## TASK OBJECTIVE
Revise the lines starting at the one that contains "Target: grass embankment" and ending at the one that contains "x=370, y=224" by replacing "rider's boot" with "rider's shoe". Give only those lines and leave everything else in them unchanged.

## RAW RECORDS
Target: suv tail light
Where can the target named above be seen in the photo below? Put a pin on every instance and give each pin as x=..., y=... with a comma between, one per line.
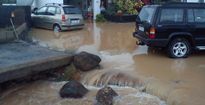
x=152, y=33
x=63, y=18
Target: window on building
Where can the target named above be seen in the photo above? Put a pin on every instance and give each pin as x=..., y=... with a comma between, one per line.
x=171, y=16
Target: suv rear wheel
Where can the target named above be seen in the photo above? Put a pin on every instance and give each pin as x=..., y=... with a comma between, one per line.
x=179, y=48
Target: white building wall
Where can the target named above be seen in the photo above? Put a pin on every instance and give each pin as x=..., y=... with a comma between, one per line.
x=96, y=8
x=24, y=2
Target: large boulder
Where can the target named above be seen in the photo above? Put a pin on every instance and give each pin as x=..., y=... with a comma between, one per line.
x=73, y=89
x=105, y=96
x=86, y=61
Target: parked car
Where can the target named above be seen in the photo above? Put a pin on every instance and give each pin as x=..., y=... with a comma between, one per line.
x=178, y=27
x=58, y=17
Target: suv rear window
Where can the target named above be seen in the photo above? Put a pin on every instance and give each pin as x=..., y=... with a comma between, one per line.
x=196, y=15
x=146, y=14
x=171, y=15
x=71, y=10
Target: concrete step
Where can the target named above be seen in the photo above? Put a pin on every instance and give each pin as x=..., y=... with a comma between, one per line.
x=19, y=59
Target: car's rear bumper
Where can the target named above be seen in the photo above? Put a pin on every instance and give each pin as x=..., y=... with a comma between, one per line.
x=150, y=42
x=70, y=27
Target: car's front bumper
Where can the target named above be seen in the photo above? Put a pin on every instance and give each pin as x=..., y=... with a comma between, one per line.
x=71, y=27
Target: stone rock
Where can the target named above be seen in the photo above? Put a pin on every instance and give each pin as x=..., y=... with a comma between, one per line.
x=105, y=96
x=73, y=89
x=86, y=61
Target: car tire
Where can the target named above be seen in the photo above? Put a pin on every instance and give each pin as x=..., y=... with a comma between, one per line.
x=179, y=48
x=56, y=28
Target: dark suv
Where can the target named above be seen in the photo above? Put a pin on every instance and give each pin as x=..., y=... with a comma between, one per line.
x=178, y=27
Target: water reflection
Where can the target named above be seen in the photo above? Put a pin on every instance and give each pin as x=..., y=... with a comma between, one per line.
x=179, y=81
x=102, y=36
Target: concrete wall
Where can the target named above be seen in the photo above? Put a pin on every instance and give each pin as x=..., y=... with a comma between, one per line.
x=40, y=3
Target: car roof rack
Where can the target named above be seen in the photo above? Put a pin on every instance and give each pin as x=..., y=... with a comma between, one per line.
x=55, y=4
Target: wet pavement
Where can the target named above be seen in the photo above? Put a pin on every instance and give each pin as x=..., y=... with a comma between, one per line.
x=176, y=81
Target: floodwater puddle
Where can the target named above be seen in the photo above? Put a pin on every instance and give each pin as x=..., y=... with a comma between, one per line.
x=141, y=75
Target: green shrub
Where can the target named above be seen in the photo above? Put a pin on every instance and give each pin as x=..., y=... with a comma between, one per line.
x=100, y=18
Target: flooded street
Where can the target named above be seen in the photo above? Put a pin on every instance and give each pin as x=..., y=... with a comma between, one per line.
x=141, y=75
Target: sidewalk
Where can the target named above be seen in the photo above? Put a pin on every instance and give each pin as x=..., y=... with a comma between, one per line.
x=19, y=59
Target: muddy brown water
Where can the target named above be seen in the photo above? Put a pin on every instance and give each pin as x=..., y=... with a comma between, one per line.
x=130, y=69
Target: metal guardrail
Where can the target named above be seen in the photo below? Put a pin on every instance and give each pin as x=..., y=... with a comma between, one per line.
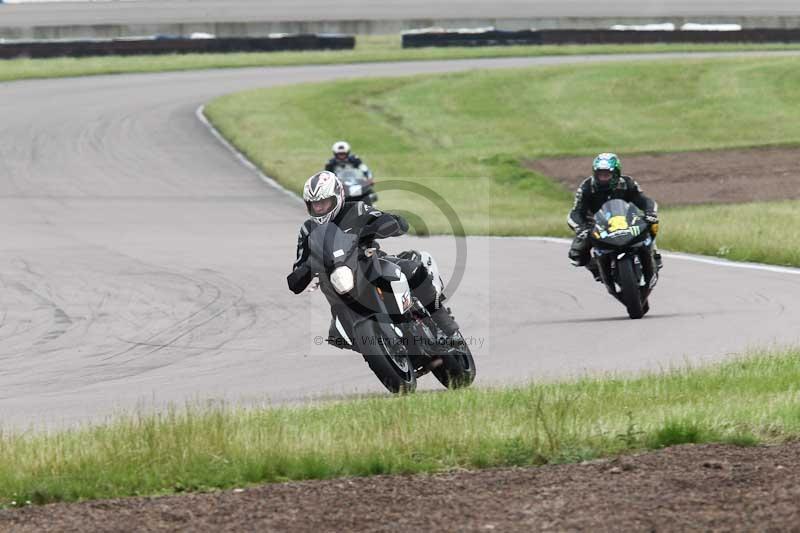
x=173, y=45
x=494, y=37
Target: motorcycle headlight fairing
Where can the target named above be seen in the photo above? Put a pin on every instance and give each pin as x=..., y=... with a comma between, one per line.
x=342, y=279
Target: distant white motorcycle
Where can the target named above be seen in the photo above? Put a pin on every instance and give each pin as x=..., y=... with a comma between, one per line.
x=357, y=186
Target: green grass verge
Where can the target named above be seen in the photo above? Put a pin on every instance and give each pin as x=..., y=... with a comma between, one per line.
x=747, y=401
x=465, y=136
x=368, y=49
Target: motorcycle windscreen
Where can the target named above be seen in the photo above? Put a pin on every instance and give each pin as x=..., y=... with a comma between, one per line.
x=329, y=245
x=353, y=180
x=618, y=224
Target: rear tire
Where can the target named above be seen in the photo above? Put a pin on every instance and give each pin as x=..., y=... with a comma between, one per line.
x=387, y=357
x=631, y=295
x=458, y=366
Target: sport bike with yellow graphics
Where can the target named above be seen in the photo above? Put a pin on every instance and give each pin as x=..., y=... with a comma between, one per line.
x=376, y=314
x=622, y=247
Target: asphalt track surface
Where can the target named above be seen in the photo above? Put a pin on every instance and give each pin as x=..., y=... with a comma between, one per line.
x=177, y=11
x=141, y=263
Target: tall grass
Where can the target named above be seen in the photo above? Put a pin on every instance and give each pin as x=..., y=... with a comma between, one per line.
x=465, y=135
x=195, y=448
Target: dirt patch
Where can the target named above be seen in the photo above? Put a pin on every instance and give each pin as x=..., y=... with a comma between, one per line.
x=717, y=176
x=709, y=487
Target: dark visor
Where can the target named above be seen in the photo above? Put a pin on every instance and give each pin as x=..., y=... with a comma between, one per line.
x=322, y=207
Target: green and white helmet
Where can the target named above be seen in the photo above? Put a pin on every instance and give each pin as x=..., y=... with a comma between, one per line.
x=606, y=170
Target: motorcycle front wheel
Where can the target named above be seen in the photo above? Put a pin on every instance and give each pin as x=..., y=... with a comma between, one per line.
x=629, y=283
x=458, y=366
x=387, y=357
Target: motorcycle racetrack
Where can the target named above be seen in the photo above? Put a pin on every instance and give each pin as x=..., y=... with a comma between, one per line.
x=142, y=264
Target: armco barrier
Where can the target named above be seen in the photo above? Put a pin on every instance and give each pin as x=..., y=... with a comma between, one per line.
x=169, y=45
x=533, y=37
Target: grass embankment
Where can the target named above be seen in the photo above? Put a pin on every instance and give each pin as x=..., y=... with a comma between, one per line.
x=368, y=49
x=743, y=402
x=465, y=136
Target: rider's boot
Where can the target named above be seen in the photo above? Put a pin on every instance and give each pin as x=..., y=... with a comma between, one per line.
x=445, y=321
x=594, y=269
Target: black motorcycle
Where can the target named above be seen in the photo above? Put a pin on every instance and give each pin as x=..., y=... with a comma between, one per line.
x=357, y=186
x=622, y=250
x=376, y=315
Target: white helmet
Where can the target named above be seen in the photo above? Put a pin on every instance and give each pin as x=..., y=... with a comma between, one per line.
x=341, y=148
x=324, y=196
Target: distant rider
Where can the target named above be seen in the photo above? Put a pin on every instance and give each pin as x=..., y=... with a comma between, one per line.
x=606, y=183
x=343, y=158
x=323, y=194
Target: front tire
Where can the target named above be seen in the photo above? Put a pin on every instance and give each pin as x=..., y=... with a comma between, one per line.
x=458, y=366
x=387, y=357
x=629, y=283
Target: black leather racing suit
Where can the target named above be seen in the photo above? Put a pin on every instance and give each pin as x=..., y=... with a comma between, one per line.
x=588, y=200
x=370, y=224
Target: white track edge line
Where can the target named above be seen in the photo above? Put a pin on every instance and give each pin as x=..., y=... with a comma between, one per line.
x=201, y=116
x=200, y=113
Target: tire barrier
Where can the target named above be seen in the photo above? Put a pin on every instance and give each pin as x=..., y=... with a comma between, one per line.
x=173, y=45
x=492, y=37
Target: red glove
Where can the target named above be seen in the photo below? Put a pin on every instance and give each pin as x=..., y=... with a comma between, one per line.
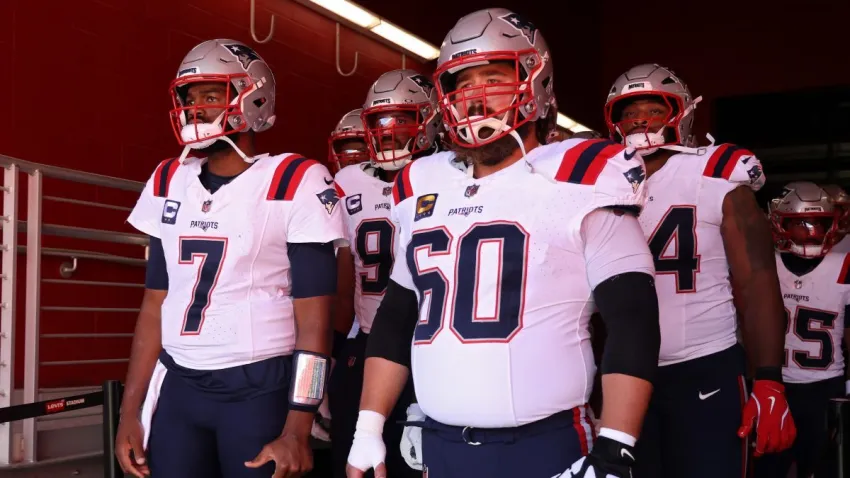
x=768, y=410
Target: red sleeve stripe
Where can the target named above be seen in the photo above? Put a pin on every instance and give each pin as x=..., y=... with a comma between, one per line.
x=584, y=163
x=722, y=162
x=339, y=191
x=845, y=271
x=401, y=188
x=162, y=178
x=287, y=177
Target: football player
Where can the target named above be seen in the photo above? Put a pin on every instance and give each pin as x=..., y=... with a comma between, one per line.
x=503, y=245
x=231, y=350
x=347, y=143
x=816, y=291
x=710, y=243
x=401, y=121
x=842, y=203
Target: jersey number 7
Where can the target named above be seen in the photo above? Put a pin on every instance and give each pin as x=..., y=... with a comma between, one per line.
x=210, y=252
x=471, y=271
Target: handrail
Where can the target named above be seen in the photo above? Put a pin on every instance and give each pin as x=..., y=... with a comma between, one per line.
x=72, y=175
x=97, y=256
x=88, y=233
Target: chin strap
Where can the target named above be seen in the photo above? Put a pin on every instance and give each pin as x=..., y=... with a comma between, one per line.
x=250, y=160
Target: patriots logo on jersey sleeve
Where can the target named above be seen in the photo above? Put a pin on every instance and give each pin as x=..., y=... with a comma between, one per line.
x=635, y=177
x=245, y=55
x=527, y=28
x=423, y=83
x=328, y=198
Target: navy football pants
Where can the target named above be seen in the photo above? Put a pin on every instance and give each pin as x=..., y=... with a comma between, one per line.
x=344, y=403
x=209, y=423
x=690, y=429
x=541, y=449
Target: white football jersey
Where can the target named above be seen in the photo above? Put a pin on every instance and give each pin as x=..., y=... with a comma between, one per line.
x=499, y=265
x=367, y=201
x=815, y=304
x=681, y=222
x=229, y=282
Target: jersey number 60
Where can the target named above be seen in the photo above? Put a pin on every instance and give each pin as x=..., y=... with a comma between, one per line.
x=509, y=268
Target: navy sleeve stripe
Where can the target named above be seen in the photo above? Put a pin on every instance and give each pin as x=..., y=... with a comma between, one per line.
x=156, y=273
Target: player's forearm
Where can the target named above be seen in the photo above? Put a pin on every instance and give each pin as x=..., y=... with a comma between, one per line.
x=383, y=382
x=749, y=250
x=624, y=402
x=147, y=343
x=343, y=314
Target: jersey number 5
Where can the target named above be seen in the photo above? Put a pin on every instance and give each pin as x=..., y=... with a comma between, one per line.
x=210, y=253
x=802, y=324
x=479, y=273
x=679, y=225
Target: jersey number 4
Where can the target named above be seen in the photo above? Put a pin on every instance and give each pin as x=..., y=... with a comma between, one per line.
x=491, y=262
x=802, y=323
x=679, y=225
x=374, y=245
x=210, y=253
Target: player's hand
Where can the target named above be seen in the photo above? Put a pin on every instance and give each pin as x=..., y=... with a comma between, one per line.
x=367, y=450
x=411, y=438
x=767, y=410
x=291, y=454
x=129, y=439
x=608, y=459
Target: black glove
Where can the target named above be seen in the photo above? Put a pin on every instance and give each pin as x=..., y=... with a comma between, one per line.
x=608, y=459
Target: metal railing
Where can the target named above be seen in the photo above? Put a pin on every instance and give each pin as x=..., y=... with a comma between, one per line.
x=33, y=251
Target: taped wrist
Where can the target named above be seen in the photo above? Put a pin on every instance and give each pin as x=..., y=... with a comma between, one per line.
x=310, y=372
x=370, y=423
x=629, y=306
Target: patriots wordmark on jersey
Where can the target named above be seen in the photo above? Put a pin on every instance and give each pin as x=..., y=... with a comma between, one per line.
x=229, y=285
x=371, y=234
x=500, y=268
x=681, y=222
x=815, y=304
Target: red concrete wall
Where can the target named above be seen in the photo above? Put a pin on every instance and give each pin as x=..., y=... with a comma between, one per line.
x=86, y=87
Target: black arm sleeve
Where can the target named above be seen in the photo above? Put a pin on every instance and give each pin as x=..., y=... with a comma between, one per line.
x=392, y=329
x=313, y=269
x=156, y=273
x=629, y=306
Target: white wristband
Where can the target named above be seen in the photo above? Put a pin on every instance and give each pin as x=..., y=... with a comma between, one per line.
x=617, y=435
x=369, y=422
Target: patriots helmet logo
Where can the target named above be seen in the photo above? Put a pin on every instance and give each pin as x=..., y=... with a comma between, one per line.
x=635, y=177
x=524, y=26
x=424, y=83
x=328, y=198
x=244, y=54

## EXERCISE RESPONSE
Target: grass embankment
Where can the target named above be seen in the photo above? Put a pin on every instance and give each pin as x=..., y=... with a comma between, one per line.
x=368, y=49
x=743, y=402
x=465, y=136
Target: rider's shoe
Where can the target named above be seen in the photo above? Put a pin on every instance and give each pin as x=..., y=... with a comma between, one per line.
x=445, y=321
x=594, y=269
Target: black motorcycle
Where can the target named above be seen in the photo above? Put a pin on every instance and give each pin as x=..., y=... with a comma between, one per line.
x=357, y=186
x=622, y=250
x=376, y=315
Target: white helmet
Where can the target named above be seen in the photo above? Put a pin on every instance and give each pin as x=..., y=... with a comma between, one per line.
x=341, y=148
x=324, y=196
Target: distant rider
Where can the target named above be seen in the photo above? Put a pin on every instance and give each pin as x=..., y=... with a comma between, one per line.
x=606, y=183
x=343, y=158
x=323, y=194
Target: front tire
Where can the target named above be seen in the photo above? Put a pin on every instance and give each pin as x=..., y=... with a comma between, one per line.
x=458, y=366
x=387, y=357
x=629, y=283
Target: black leather racing suit
Where can the target named above be seen in the photo above? Put a pin on every instance and give each pin as x=..., y=... with a comma between, one per line.
x=588, y=200
x=370, y=224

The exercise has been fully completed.